Collected data
============================================================
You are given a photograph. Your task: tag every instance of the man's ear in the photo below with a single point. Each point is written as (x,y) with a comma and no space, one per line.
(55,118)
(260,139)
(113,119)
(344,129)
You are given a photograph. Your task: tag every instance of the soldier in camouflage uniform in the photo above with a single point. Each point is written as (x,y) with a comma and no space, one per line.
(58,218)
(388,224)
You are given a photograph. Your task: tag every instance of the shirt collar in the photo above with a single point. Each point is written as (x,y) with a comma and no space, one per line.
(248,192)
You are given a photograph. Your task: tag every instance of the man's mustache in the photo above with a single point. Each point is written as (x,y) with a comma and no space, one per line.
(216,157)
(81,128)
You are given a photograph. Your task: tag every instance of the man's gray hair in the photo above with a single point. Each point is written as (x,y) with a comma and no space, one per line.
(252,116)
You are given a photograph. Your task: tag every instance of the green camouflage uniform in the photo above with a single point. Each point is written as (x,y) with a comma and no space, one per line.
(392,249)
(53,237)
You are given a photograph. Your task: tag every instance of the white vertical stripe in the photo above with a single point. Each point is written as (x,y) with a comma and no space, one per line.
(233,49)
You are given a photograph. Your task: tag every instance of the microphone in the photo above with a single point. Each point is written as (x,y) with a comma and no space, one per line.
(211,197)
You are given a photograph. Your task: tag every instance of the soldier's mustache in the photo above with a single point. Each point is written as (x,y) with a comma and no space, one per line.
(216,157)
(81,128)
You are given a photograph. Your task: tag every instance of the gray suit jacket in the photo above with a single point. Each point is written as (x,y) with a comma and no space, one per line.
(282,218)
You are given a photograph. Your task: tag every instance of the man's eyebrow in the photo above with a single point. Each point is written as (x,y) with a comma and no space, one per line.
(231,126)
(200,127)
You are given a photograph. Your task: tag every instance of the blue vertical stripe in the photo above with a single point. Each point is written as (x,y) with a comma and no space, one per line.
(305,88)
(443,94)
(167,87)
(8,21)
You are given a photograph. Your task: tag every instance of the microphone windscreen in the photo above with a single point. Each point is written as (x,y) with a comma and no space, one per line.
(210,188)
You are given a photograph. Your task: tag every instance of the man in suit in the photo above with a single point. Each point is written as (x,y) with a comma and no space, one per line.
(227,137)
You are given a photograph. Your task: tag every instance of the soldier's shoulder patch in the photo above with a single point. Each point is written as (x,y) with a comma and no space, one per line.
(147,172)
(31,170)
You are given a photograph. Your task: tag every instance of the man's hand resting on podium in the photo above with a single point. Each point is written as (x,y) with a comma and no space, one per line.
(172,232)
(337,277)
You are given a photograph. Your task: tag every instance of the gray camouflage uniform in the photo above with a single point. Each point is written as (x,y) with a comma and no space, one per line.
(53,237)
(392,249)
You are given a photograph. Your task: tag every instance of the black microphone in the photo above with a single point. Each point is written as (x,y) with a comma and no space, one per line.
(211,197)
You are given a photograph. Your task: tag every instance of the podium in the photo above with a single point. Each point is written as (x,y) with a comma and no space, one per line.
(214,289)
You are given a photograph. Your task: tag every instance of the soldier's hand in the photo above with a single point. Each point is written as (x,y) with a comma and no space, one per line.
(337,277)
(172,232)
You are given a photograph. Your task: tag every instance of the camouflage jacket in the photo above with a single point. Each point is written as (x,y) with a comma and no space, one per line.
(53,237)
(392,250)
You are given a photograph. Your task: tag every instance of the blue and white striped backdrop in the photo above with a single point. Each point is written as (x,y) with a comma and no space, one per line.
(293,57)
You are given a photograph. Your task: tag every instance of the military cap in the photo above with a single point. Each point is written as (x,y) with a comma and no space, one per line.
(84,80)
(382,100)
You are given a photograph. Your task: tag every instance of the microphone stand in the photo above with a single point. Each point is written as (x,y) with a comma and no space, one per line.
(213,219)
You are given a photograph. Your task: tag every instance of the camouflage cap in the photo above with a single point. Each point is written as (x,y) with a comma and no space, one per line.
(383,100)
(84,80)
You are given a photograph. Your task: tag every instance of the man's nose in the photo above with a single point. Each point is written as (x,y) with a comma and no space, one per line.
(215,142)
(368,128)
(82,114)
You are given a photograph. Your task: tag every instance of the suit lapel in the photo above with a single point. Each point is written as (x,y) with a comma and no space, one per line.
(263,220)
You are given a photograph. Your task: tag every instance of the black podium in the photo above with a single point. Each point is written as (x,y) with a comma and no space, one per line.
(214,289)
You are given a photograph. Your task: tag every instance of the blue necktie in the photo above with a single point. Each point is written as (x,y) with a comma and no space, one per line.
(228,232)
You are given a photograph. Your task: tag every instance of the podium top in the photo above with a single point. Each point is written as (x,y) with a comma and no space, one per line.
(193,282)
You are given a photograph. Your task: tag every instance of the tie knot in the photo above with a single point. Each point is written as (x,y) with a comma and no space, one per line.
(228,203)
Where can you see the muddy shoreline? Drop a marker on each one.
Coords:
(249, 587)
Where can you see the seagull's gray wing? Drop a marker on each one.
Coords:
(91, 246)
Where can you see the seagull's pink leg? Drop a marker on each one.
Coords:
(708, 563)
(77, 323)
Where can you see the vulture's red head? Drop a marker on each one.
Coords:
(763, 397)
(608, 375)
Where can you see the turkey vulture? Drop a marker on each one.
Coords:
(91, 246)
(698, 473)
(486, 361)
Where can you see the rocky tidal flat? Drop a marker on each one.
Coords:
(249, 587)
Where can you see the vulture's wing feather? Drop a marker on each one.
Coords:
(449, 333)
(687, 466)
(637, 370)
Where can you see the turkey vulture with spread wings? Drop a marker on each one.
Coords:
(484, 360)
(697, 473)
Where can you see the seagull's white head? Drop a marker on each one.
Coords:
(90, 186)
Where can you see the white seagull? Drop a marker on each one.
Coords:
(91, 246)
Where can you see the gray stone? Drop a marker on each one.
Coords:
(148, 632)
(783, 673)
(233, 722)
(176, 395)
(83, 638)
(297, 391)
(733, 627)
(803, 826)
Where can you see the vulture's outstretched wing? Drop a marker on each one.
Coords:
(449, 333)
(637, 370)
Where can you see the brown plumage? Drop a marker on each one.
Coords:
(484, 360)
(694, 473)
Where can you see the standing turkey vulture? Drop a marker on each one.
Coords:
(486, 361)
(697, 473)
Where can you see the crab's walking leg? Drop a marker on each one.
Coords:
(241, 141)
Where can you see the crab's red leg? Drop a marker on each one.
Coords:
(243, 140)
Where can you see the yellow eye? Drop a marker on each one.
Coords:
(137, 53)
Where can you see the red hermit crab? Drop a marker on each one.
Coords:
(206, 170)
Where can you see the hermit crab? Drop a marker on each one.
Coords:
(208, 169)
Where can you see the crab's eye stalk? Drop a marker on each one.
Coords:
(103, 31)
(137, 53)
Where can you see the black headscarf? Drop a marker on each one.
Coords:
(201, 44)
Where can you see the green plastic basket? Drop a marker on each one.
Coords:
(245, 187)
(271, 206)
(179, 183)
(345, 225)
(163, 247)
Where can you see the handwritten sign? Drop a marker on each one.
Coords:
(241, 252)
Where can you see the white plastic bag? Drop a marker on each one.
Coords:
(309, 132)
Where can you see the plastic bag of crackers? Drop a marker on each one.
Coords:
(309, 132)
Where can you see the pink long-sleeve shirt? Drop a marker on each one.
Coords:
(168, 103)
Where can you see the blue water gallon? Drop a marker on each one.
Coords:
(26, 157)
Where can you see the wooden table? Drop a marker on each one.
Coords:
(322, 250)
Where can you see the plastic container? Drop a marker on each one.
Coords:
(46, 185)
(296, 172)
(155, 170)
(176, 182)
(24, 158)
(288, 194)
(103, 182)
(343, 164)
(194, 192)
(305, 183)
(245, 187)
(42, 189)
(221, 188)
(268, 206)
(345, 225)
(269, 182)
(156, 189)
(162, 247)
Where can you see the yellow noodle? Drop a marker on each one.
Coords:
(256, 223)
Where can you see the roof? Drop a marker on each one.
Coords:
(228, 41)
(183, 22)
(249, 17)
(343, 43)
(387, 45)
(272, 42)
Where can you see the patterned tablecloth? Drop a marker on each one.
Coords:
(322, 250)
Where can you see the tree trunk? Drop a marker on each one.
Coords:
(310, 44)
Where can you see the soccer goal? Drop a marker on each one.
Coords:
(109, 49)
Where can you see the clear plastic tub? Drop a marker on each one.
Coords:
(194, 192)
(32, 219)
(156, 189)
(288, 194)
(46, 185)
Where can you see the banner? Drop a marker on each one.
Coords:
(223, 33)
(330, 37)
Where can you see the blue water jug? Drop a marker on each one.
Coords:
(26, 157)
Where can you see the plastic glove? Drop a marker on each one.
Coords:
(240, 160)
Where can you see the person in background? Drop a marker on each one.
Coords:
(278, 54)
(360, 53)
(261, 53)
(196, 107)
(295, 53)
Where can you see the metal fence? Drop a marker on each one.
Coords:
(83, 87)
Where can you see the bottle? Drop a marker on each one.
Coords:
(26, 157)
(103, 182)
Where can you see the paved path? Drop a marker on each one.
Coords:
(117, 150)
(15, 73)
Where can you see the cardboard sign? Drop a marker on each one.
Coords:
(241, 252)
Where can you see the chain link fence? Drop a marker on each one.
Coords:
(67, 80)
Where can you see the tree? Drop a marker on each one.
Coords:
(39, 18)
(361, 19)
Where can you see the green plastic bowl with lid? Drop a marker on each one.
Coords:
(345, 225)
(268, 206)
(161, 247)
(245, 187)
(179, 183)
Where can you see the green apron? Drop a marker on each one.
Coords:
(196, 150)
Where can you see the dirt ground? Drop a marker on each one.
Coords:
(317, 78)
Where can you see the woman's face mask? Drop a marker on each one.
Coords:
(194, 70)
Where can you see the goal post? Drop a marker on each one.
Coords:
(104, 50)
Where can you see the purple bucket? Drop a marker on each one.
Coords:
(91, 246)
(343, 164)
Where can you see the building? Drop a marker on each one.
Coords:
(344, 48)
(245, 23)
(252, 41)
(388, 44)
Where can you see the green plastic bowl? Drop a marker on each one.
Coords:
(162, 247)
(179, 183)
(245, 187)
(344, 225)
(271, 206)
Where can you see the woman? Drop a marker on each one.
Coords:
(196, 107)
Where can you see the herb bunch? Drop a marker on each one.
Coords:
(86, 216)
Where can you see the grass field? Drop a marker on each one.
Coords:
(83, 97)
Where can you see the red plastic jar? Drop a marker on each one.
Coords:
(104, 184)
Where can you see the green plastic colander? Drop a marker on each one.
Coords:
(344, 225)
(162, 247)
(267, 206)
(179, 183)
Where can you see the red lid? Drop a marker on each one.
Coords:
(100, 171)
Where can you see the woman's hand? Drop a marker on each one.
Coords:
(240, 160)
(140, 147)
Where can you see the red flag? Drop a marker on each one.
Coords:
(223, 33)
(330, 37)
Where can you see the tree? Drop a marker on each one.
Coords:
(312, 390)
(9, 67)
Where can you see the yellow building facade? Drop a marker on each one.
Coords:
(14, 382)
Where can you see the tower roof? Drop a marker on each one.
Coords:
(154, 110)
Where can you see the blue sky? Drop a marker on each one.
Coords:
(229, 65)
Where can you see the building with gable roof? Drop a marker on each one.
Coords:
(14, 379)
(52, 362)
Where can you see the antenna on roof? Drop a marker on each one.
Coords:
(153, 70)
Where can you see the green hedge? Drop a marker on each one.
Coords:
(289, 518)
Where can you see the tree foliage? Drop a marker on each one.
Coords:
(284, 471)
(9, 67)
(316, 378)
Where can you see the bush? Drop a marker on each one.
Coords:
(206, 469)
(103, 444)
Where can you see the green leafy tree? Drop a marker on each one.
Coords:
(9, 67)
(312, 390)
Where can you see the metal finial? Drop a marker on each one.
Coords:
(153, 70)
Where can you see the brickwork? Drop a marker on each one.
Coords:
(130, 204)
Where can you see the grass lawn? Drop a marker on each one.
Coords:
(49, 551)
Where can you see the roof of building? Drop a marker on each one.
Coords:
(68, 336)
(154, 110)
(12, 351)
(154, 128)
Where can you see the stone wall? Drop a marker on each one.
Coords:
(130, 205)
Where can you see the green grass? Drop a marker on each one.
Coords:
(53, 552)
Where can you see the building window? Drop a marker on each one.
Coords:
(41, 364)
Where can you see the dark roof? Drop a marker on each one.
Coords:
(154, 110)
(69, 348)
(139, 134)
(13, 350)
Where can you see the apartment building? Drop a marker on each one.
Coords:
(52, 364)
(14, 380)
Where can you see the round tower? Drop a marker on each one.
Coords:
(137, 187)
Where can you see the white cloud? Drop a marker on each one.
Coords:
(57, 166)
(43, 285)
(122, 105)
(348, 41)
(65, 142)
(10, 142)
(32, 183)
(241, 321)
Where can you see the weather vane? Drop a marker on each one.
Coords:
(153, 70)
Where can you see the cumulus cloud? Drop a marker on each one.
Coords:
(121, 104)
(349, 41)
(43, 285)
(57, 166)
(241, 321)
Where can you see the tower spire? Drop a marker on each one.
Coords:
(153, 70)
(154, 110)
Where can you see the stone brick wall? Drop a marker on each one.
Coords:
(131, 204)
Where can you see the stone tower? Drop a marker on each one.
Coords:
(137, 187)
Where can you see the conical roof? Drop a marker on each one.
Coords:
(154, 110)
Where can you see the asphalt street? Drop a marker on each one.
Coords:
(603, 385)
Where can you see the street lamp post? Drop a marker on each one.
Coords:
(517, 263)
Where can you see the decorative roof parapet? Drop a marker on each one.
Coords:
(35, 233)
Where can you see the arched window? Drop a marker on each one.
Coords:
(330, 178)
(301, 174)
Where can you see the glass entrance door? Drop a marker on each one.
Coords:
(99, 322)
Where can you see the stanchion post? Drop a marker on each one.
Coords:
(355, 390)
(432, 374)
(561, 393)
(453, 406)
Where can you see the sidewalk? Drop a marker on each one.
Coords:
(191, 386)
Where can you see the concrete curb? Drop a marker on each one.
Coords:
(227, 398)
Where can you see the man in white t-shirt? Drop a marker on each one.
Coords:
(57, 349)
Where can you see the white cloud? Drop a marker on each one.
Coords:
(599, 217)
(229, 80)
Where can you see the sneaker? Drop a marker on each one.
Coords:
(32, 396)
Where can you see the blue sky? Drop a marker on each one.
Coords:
============================================================
Aim of the task: Please determine the number of lines in the records above that include the string "grass", and answer with that number only.

Answer for the task: 3